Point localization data
□ □ □ □

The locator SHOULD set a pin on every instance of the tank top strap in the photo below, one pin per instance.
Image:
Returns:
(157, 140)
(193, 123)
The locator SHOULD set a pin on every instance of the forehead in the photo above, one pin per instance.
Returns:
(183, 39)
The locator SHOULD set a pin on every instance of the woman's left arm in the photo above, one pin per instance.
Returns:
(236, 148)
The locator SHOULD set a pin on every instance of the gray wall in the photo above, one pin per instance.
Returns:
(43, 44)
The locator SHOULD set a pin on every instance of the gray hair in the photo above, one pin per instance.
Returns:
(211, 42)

□ □ □ □

* [Your assignment]:
Exactly the lines from the one containing "of the forehead" through the final line above, and only those, should be given again.

* [Result of this task]:
The locator SHOULD set a pin on every instance of the forehead in the photo above, one pin per instance.
Returns:
(183, 39)
The locator SHOULD set a pin on every instance of the woman's left arm in the photo above, one pin per instance.
Returns:
(236, 148)
The locator SHOULD set a pin on every instance of the gray wall in the photo above, one pin per instance.
Returns:
(43, 44)
The locator SHOULD set a pin on every instance of the gray hair in the photo above, one pin per instance.
Returns:
(211, 42)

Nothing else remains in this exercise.